# What colour is my ferret?? hob kit



## silverpaws (Sep 16, 2015)

not sure what colour he is he seems to light to be a sandy and the colour is only darker on the tops of his legs and tail not whole way down. he has white hairs through the colour of his tail.


----------



## teta (Jul 8, 2015)

Looks like a sandy to me, how old is he as this could explain things


----------



## silverpaws (Sep 16, 2015)

*thanks so much for your reply 10 weeks old yesterday , the mum is sandy ,dad is silver i also have a jill kit same as him but she has white guard hairs so she has the colouring and on the very end white tips its really pretty but cannot find what colour she actually is , she has alot of whit through her tail aswell , but mum hasn't got this just solid colour on her tails and legs ,i know the kits will get darker but they haven't always had the white guard hairs and on tail thats appeared last 2 weeks (pics below not the best )x*xx


----------



## silverpaws (Sep 16, 2015)

some more pics of the girl


----------



## teta (Jul 8, 2015)

silverpaws said:


> some more pics of the girl


They may even change colour,keep a photo record of them over the years you may notice lots of colour change that you would normally miss


----------



## lostbear (May 29, 2013)

He is gorgeous!

I don't have a ferret, and have never had a ferret, but I do like them.

I know nothing about the official labels for their colour schemes, but I would describe a creature as lovely as this as "champagne". (Bollinger at that!)


----------



## Frolicking Ferrets (Mar 1, 2016)

Silverpaws, you have an adorable little hob :Shamefullyembarrased He's a light sandy, also known as champagne


----------

*Your goal*
Reproduce the whole forum thread on the ferret kit's coat color word for word, from its title to the last post.

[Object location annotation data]
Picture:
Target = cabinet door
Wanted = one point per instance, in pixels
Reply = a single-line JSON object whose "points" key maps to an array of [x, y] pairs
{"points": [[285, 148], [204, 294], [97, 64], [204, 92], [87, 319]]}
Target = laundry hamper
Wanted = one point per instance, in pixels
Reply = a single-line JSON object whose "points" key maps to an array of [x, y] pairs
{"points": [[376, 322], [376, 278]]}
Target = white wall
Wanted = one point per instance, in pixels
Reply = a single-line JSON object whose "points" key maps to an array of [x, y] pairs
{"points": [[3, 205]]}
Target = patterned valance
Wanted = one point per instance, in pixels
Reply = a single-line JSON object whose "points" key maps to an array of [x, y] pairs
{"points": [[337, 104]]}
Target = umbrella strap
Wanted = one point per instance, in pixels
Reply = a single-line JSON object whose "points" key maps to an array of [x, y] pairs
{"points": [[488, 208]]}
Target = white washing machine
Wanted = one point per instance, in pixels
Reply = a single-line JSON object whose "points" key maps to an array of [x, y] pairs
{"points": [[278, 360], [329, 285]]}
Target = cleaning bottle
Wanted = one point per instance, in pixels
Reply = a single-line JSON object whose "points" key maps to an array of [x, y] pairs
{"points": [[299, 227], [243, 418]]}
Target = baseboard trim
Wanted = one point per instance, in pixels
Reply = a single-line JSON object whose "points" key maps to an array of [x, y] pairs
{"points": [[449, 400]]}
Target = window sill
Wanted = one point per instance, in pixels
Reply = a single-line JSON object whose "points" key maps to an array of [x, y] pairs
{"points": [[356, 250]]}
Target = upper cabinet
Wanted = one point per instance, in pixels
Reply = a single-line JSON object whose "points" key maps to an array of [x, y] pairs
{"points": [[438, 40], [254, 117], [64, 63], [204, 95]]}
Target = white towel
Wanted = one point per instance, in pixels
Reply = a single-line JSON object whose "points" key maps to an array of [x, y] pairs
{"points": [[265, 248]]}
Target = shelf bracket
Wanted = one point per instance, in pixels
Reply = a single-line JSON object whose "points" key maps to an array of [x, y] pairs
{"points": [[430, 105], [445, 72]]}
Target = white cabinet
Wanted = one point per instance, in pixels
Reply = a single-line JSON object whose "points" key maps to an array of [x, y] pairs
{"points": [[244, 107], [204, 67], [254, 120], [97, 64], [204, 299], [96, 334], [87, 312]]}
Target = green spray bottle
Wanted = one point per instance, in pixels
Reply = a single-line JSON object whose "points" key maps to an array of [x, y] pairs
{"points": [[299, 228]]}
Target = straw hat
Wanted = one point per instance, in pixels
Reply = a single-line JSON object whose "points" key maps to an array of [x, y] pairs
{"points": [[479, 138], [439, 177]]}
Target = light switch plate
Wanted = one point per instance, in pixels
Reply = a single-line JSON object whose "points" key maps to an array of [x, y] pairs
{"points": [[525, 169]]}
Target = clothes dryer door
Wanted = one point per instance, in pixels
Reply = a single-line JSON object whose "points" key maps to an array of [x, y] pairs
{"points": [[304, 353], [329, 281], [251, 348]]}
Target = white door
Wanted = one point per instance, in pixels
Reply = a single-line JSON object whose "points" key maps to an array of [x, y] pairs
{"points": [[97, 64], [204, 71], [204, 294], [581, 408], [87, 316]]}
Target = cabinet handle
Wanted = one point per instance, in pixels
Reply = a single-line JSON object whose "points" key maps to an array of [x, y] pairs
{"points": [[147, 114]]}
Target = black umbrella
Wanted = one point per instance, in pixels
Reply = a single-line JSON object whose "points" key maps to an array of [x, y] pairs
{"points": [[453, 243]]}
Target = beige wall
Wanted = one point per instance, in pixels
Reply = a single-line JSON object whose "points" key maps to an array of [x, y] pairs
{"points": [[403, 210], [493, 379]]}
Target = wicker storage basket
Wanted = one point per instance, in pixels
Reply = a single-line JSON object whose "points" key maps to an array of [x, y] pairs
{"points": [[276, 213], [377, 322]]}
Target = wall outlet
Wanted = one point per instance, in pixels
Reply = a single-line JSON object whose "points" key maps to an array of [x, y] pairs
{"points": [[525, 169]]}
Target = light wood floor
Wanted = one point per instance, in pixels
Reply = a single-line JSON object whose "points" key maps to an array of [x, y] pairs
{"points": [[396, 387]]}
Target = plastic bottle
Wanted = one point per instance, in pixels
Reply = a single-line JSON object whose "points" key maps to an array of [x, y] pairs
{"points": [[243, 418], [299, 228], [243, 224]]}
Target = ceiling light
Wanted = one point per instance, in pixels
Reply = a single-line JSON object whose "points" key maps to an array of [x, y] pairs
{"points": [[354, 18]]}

*Response*
# What colour is my ferret?? hob kit



## silverpaws (Sep 16, 2015)

not sure what colour he is he seems to light to be a sandy and the colour is only darker on the tops of his legs and tail not whole way down. he has white hairs through the colour of his tail.


----------



## teta (Jul 8, 2015)

Looks like a sandy to me, how old is he as this could explain things


----------



## silverpaws (Sep 16, 2015)

*thanks so much for your reply 10 weeks old yesterday , the mum is sandy ,dad is silver i also have a jill kit same as him but she has white guard hairs so she has the colouring and on the very end white tips its really pretty but cannot find what colour she actually is , she has alot of whit through her tail aswell , but mum hasn't got this just solid colour on her tails and legs ,i know the kits will get darker but they haven't always had the white guard hairs and on tail thats appeared last 2 weeks (pics below not the best )x*xx


----------



## silverpaws (Sep 16, 2015)

some more pics of the girl


----------



## teta (Jul 8, 2015)

silverpaws said:


> some more pics of the girl


They may even change colour,keep a photo record of them over the years you may notice lots of colour change that you would normally miss


----------



## lostbear (May 29, 2013)

He is gorgeous!

I don't have a ferret, and have never had a ferret, but I do like them.

I know nothing about the official labels for their colour schemes, but I would describe a creature as lovely as this as "champagne". (Bollinger at that!)


----------



## Frolicking Ferrets (Mar 1, 2016)

Silverpaws, you have an adorable little hob :Shamefullyembarrased He's a light sandy, also known as champagne


----------